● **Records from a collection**
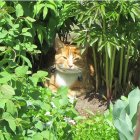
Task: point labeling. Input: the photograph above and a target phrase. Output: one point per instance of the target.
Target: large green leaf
(25, 59)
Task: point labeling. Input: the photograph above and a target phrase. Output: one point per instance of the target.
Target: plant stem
(112, 67)
(96, 70)
(126, 65)
(121, 64)
(106, 71)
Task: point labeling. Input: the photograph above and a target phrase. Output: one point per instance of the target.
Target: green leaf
(24, 30)
(26, 60)
(63, 101)
(109, 49)
(19, 10)
(30, 19)
(38, 7)
(11, 121)
(37, 136)
(3, 34)
(27, 34)
(134, 99)
(3, 102)
(1, 136)
(40, 35)
(39, 125)
(10, 107)
(133, 16)
(51, 6)
(7, 91)
(45, 12)
(21, 71)
(42, 74)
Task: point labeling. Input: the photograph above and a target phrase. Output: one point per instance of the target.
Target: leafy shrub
(99, 127)
(124, 113)
(28, 111)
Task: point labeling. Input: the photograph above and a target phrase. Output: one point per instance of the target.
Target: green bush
(125, 114)
(28, 111)
(99, 127)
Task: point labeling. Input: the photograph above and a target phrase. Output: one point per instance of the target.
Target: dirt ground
(92, 102)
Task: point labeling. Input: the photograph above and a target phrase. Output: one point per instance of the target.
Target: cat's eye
(64, 57)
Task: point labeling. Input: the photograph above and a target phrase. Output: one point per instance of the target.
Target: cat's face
(68, 57)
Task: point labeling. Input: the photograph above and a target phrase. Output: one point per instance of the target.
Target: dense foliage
(96, 128)
(125, 114)
(27, 32)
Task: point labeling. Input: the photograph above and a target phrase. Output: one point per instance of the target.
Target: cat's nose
(70, 66)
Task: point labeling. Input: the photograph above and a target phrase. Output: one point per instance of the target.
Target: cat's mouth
(74, 69)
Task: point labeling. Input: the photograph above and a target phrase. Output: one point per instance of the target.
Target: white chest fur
(66, 79)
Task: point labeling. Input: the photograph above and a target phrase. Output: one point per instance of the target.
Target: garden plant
(28, 29)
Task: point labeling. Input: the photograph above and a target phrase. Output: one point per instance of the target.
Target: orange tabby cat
(72, 69)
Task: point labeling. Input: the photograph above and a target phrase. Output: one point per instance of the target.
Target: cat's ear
(58, 45)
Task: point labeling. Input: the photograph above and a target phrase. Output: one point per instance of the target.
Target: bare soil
(92, 102)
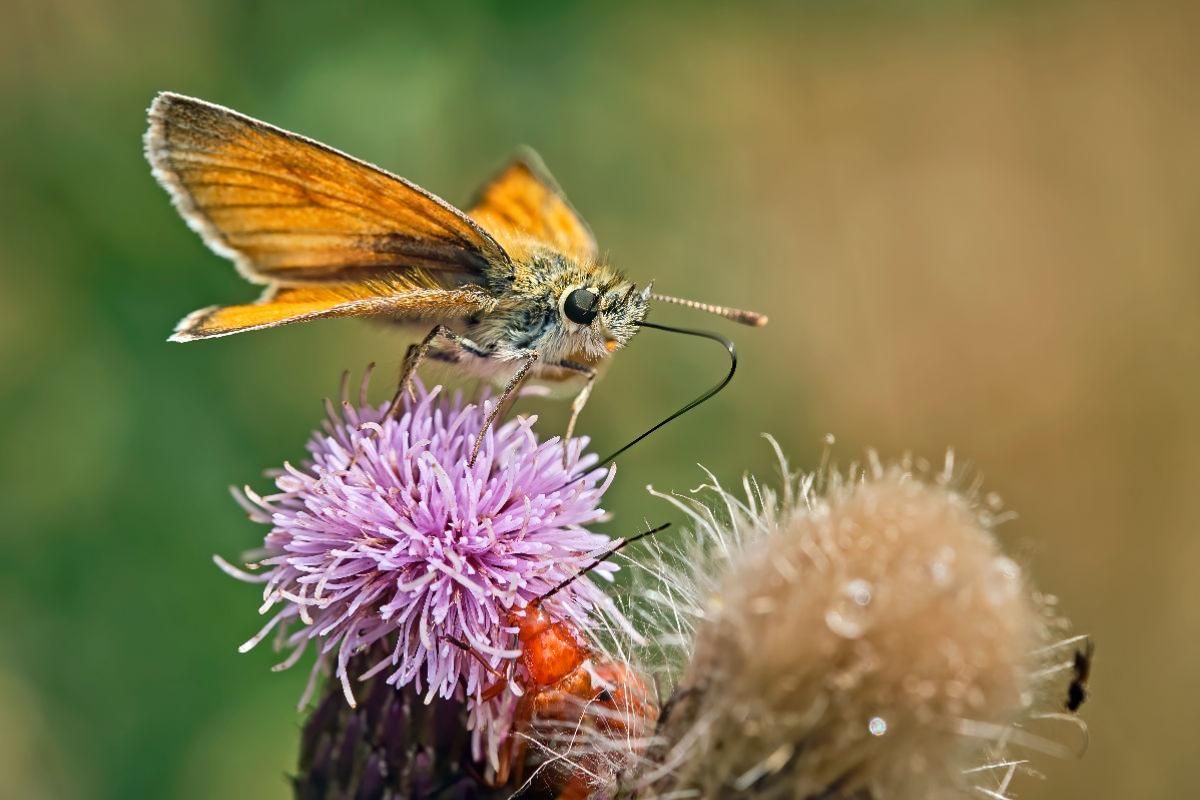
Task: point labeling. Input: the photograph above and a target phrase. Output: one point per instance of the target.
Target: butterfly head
(601, 319)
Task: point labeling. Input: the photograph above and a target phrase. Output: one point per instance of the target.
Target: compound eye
(582, 306)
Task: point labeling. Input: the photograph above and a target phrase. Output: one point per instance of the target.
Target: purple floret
(388, 533)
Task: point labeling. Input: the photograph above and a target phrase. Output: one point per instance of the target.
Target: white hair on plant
(851, 633)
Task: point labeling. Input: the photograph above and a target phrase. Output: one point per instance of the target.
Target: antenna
(737, 314)
(600, 560)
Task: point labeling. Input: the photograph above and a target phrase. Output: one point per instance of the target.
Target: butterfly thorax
(532, 312)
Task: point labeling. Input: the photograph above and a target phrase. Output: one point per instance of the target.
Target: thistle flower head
(385, 535)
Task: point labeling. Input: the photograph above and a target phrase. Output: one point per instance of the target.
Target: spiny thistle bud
(858, 636)
(390, 745)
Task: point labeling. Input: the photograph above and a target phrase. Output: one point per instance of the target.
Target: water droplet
(1003, 582)
(847, 615)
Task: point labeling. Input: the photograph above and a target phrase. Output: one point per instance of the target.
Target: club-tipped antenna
(751, 318)
(600, 560)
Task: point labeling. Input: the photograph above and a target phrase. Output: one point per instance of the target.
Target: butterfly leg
(504, 402)
(580, 401)
(418, 353)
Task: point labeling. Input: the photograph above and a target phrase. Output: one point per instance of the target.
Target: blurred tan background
(973, 224)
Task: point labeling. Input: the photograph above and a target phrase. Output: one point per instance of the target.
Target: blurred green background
(972, 224)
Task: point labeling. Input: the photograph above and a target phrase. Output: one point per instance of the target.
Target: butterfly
(514, 287)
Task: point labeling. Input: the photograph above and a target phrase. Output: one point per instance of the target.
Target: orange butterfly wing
(523, 204)
(291, 210)
(283, 305)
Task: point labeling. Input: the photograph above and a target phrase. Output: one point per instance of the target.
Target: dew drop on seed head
(849, 613)
(1003, 581)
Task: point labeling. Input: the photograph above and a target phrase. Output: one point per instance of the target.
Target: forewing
(285, 305)
(289, 210)
(525, 203)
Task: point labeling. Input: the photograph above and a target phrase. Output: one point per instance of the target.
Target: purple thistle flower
(388, 533)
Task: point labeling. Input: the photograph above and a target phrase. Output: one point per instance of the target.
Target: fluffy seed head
(861, 636)
(387, 534)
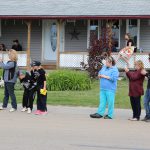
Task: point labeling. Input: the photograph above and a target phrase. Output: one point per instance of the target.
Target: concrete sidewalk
(71, 128)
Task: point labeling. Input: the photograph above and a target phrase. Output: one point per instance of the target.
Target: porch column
(58, 43)
(28, 43)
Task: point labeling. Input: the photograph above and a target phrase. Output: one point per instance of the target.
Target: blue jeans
(147, 103)
(9, 91)
(106, 97)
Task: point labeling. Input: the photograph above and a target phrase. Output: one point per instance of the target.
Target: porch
(64, 43)
(74, 59)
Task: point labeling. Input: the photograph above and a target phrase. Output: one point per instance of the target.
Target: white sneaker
(12, 110)
(2, 108)
(29, 111)
(24, 109)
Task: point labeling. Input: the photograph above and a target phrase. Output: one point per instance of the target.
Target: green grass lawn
(82, 98)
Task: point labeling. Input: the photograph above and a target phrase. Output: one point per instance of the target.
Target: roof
(74, 8)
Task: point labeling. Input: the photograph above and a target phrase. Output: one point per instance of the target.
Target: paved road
(70, 128)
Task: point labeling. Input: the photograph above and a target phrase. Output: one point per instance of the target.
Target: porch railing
(74, 59)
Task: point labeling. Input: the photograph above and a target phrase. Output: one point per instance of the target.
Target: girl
(10, 78)
(108, 83)
(40, 77)
(136, 90)
(147, 96)
(126, 53)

● **Problem description**
When copying the data above, repeat every word exactly and drop the pictures.

● **Response box**
Task: point labeling. Input: the photograph above and a target phrase. Output: one point per instance of the target.
Target: large green leaf
(25, 59)
Task: point labeling. Input: the photograph above and a target phrase. Output: one point per instance of the target.
Target: plant stem
(112, 67)
(96, 70)
(126, 65)
(121, 64)
(106, 71)
Task: point labeling. Input: the photograph above and a target phrase. Output: one point per instance of the target.
Target: green leaf
(24, 30)
(26, 60)
(63, 101)
(109, 49)
(19, 10)
(30, 19)
(38, 7)
(11, 121)
(37, 136)
(3, 34)
(27, 34)
(134, 99)
(3, 102)
(1, 136)
(40, 35)
(39, 125)
(10, 107)
(133, 16)
(51, 6)
(7, 91)
(45, 12)
(21, 71)
(42, 74)
Task: point labeling. Input: the photograph above and a target phrase. Output: one point per instance of the target.
Target: leafy shrub
(99, 127)
(124, 113)
(28, 111)
Task: point labeling. Input: the photograph above and a target phrase. Output: one point per instance of the target.
Target: green bush
(125, 114)
(28, 111)
(99, 127)
Task: point labeling. Input: the photograph above and a target phrase. Output: one point per instance of the target.
Target: dirt ground
(92, 102)
Task: point labeling. Input: the photograph above and a target phrase. Output: one point per instance of the target.
Target: cat's eye
(64, 57)
Task: point labeling. Input: the photograph above and a target phrase. Output: one point per instance of the target.
Target: cat's face
(68, 57)
Task: point labeling. Input: the photograph above and a target phrase. Output: one point per instance of the target.
Target: dense foliage
(96, 128)
(125, 114)
(27, 32)
Task: point labeling. Input: the photograph above and a target phrase. Output: one point per instance of the target.
Target: cat's nose
(70, 66)
Task: point labeling. Input: the photograph above and a target phrase. Output: one point per instance of the target.
Target: cat's mouth
(74, 69)
Task: point labeling. Input: the photograph above and a target phrase. Output: one point per instance of the target.
Target: white chest fur
(66, 79)
Task: point labeling. Input: the photograph above and a target phrase. Output: one point per instance of the target.
Target: garden plant
(28, 29)
Task: point labeling. Input: the photograph above and a target phrase. Output: one point per instance of the target.
Target: orange tabby cat
(72, 69)
Task: point labeling. Input: the photograph above and a target phrase. Output: one point per instance of the target.
Target: cat's ear
(58, 45)
Task: point labeling. Input: the photograph above and a target phrase. Output: one point per instance of the target.
Target: bare soil
(92, 102)
Task: point labeling. Input: the photograph above and a target phrase. Output: one point per instance of the target.
Target: butterfly head
(601, 319)
Task: point labeling. Input: the photograph above and a target phrase. Output: one point per instance of the target.
Target: compound eye
(582, 306)
Task: point labeling. Input: the photograph above and a target phrase. Output: one point per instance of the target.
Target: purple floret
(388, 533)
Task: point labeling. Input: the photograph above and a target phrase. Output: one point per instance of the target.
Target: white hair on plant
(851, 633)
Task: point labeling. Input: the photograph above and a target phrase. Output: one point per instance of the target.
Target: antenna
(737, 314)
(600, 560)
Task: point labeling. Input: the photograph above and a target phrase. Output: one point per instance of the target.
Target: butterfly thorax
(532, 312)
Task: point labeling. Input: the photograph above and a target phrase. Output: one point per instance of the target.
Target: thistle flower head
(385, 535)
Task: point labeling. Input: the photograph above and a target phrase. Output: one point per instance of the target.
Target: spiny thistle bud
(858, 636)
(390, 745)
Task: point labeling. Input: the photograph above and a target phrase. Output: one point per instance of the target.
Target: water droplet
(1003, 582)
(847, 615)
Task: point labeling. Input: the photograph above and a target phrase. Output: one point per instance of the target.
Target: club-tipped antenna
(751, 318)
(600, 560)
Task: point labeling. Input: the photograph above and a target phrase. Output: one point per instance of the target.
Target: butterfly leg
(504, 402)
(580, 401)
(418, 353)
Task: point labeling. Input: the photograph above and a target phrase. Output: one point per instance of the target.
Target: blurred tan background
(973, 224)
Task: point labeling. Input: the photograph above and a target phrase. Output: one point per instance of the target.
Target: blurred green background
(972, 224)
Task: point labeling. Input: the photograph above and a target phrase. Output: one point per instance of the target.
Target: butterfly
(514, 287)
Task: point labeling. Input: the photograph above and a target phrase. Output: one point per instance of the target.
Target: orange butterfly wing
(523, 204)
(291, 210)
(283, 305)
Task: point labeling. Input: the photograph above and a target phrase. Output: one point per instance of the target.
Target: dew drop on seed head
(849, 613)
(1003, 581)
Task: point labeling. Input: the photograph above and a target phrase. Output: one point per instance of the target.
Target: forewing
(285, 305)
(289, 210)
(525, 203)
Task: point labeling. Input: the photograph above and a target phrase. Output: one point per instance of the target.
Target: purple thistle flower
(388, 533)
Task: point labeling. Input: the photograph above and a target phrase. Output: one point per instance of the target.
Target: fluffy seed head
(861, 636)
(387, 534)
Task: point labeling. Input: the photograph above and a target phrase. Output: one point per instance of the target.
Target: concrete sidewalk
(71, 128)
Task: point labeling. Input: the photograph above and a target phrase. Output: one point per instance of the target.
Target: porch column
(58, 43)
(28, 43)
Task: point labeling. Input: the photograph above and a target phrase. Output: one point per instance of the target.
Target: blue jeans
(147, 103)
(9, 91)
(106, 97)
Task: point labeling. Input: the photograph above and a target phrase. Output: one point per instance of the target.
Target: porch
(64, 43)
(74, 59)
Task: point labeling. Input: the photograph above and a target phrase. Output: one point per instance of the target.
Target: white sneaker
(12, 110)
(2, 108)
(29, 111)
(24, 109)
Task: point labeling. Input: the photograph above and a target phrase. Output: one point per instance of the target.
Target: green grass lawn
(82, 98)
Task: point labeling. Input: the photograph above and a target phrase. Output: one point per instance of the target.
Target: roof
(74, 8)
Task: point labeling. Input: the photograph above and a target phrase. Output: one point per instance of the target.
Target: paved road
(70, 128)
Task: point labeling. Input: the photograph above and a target phrase. Output: one point per instance of the target.
Target: porch railing
(74, 59)
Task: point labeling. Input: the photograph above and a target phrase. Output: one point per instance of the target.
Target: girl
(10, 78)
(108, 83)
(40, 77)
(136, 90)
(147, 96)
(126, 53)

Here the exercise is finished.